- What is required
State the number of lines in these records that include the word "road", and add nothing to it.

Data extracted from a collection
--------------------------------------------------

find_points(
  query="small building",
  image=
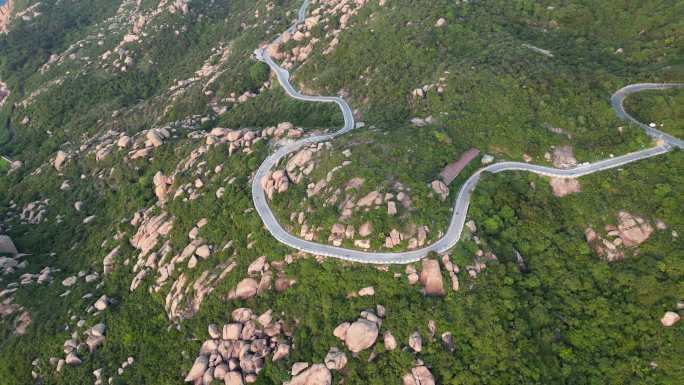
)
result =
(452, 170)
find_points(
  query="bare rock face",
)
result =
(233, 378)
(670, 318)
(431, 278)
(420, 375)
(335, 359)
(564, 158)
(366, 229)
(246, 289)
(633, 230)
(317, 374)
(341, 330)
(60, 158)
(198, 369)
(564, 186)
(416, 342)
(361, 335)
(7, 246)
(440, 188)
(389, 341)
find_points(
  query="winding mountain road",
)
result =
(453, 233)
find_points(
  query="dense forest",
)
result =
(548, 309)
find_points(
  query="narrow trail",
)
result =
(453, 233)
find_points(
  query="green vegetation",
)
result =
(665, 108)
(567, 317)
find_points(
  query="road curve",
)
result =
(453, 233)
(618, 99)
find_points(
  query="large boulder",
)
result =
(60, 158)
(317, 374)
(335, 359)
(670, 318)
(246, 289)
(389, 341)
(633, 230)
(361, 335)
(440, 188)
(420, 375)
(198, 369)
(431, 277)
(233, 378)
(7, 246)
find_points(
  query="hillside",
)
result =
(136, 135)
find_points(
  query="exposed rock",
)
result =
(670, 318)
(335, 359)
(281, 352)
(72, 359)
(564, 158)
(341, 330)
(420, 375)
(214, 331)
(431, 277)
(366, 291)
(7, 246)
(361, 335)
(633, 230)
(102, 303)
(448, 342)
(416, 342)
(242, 314)
(233, 378)
(317, 374)
(389, 341)
(440, 188)
(246, 289)
(366, 229)
(232, 332)
(564, 186)
(60, 158)
(297, 367)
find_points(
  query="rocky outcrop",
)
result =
(564, 158)
(7, 246)
(670, 318)
(238, 353)
(317, 374)
(335, 359)
(630, 232)
(420, 375)
(361, 335)
(431, 278)
(440, 188)
(564, 186)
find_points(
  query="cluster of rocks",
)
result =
(563, 158)
(321, 14)
(630, 232)
(45, 276)
(33, 212)
(87, 278)
(431, 275)
(672, 317)
(416, 237)
(260, 269)
(184, 300)
(236, 353)
(362, 333)
(73, 347)
(439, 86)
(419, 375)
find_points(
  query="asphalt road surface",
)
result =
(453, 233)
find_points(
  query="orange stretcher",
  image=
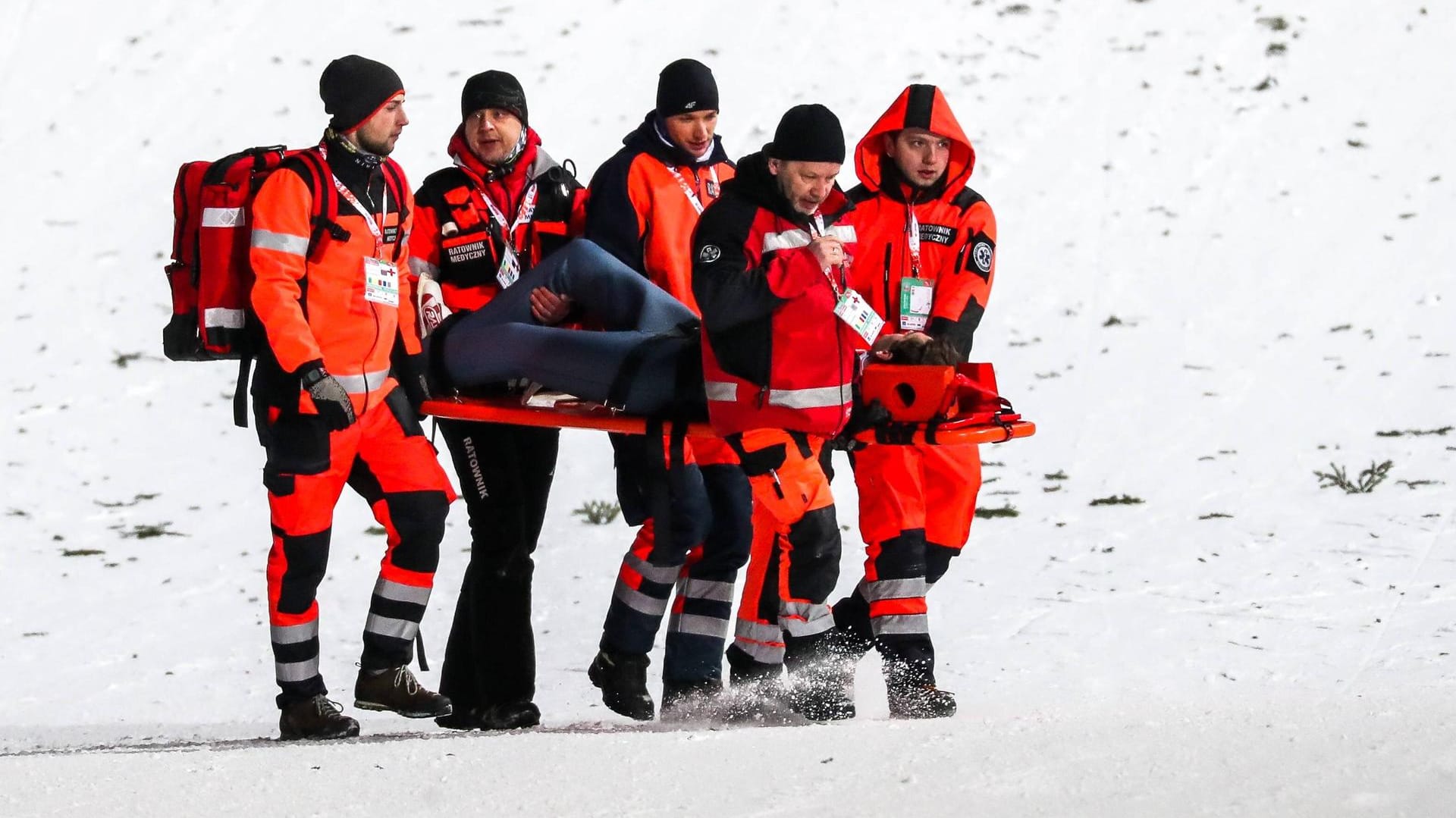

--------------------------------------------------

- Answer box
3